Liste os tipos de infraestrutura que, segundo o trecho selecionado abaixo, faltam em números satisfatórios dentro da taxa média de crescimento do PIB per capita de Lula II.

▶ _TRECHO SELECIONADO_

§ §

O economista Fernando Augusto Mansor, do Ipea, calculou a taxa de variação do PIB brasileiro dividido pela população (PIB per capita) nos últimos 60 anos, subdividindo o período por 14 mandatos presidenciais, acabados ou interrompidos, ditatoriais ou eleitos – de Getúlio Vargas?Café Filho a Lula I e II. Vista de longe, parece que a história econômica do país reprisa sequências de picos e vales de crescimento, variando não mais do que o maior ou menor intervalo de tempo entre uma escalada e uma queda. Uma rotina, quase. E nada melhor que uma rotina para sugerir aos candidatos a cientistas da economia a existência de uma “lei da natureza”. Daí a se imaginar que abundância e escassez caem do céu e que todas as abundâncias se parecem não toma além de dois passos.

Mais um passo e alcançamos a tese rústica de que o governo Lula representou um prolongamento de governos anteriores, no que estes apresentaram de positivo, acrescido de bonançosos ventos internacionais. Virtude e acaso encarnados em sujeitos distintos, operando em tempos sucessivos, a tese excitaria o falecido Maquiavel. Pace Niccolo, a história não é bem essa.

O crescimento de 4,9%, em média, dos prometidos 50 anos em 5 do Plano de Metas de Juscelino Kubitschek (1956-1960), único presidente progressista eleito a concluir mandato antes do golpe militar de 1964, e o melhor a partir de então entre os de inspiração liberal, em nada se parece aos 4,1% do Segundo Plano Nacional de Desenvolvimento, de Ernesto Geisel, cerca de 20 anos depois (1974-1978). Mais 30 anos passados, os modestos 3,5 de Lula II, em novo governo progressista legitimamente eleito, embora apontando ligeiro declive diante do pico JK, representaram a mais espetacular ruptura das últimas oito décadas da República. Mas a interpretação reduzida a números não ultrapassa o registro de que houve 0,8 ponto percentual de diferença entre o PIB per capita de JK e o de Geisel, e que o de Lula ficou atrás de ambos ( o modus faciendi democrático desaparece nos números). Em outras palavras, quem só vê porcentagens significantes não enxerga o conteúdo sendo significado, ignorando que, na economia, importante é o que está dentro dela, estúpido! – diriam os suecos.

Por exemplo: dentro da taxa média de crescimento do PIB per capita de Lula II faltam números satisfatórios de aeroportos, rodovias, ferrovias e portos, justamente o que existe em abundância embutido nas taxas dos anos JK. Os “50 anos” recuperados “em 5” de Juscelino chegaram por via aérea ou recebidos em terminais rodoviários construídos às dezenas, acompanhando o ritmo de conclusão das estradas interestaduais planejadas pelos técnicos do então BNDE. Nada a lembrar o irritante congestionamento atual de aeroportos e estradas, invadidos por passageiros de primeira ou segunda viagem e por motoristas calouros em fins de semana fora da cidade onde moram. Sem esquecer o crescente tempo de espera para desembarque das mercadorias importadas nos portos nacionais. Muitas das quais enviadas da China, com a qual – ninguém podia imaginar – praticamente não falávamos nos anos 50 do século XX. Enfim, os itens em atraso na composição do PIB de Lula I e II fizeram a glória do desfile do PIB estilo JK nos sorridentes anos dourados de meados do século passado. É bem verdade que nem todos sorriam, faltavam os dentes, mas isso fica para depois.

§ §

▶ _DADOS PARA ANÁLISE_
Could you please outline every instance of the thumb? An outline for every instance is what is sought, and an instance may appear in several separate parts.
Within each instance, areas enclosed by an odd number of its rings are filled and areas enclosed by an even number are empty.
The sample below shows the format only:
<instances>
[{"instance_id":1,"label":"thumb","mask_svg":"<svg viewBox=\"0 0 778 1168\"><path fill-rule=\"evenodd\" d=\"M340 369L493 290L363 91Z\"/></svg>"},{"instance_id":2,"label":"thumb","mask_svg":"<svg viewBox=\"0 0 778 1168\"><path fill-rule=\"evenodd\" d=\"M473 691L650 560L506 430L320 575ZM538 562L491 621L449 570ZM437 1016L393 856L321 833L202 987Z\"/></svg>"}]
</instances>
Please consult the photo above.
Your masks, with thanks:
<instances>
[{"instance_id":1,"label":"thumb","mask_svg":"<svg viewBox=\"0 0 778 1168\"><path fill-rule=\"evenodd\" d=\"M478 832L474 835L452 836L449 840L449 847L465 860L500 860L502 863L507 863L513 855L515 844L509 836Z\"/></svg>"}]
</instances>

§ §

▶ _ÁREA DE RESPOSTA_
Aeroportos, rodovias, ferrovias e portos.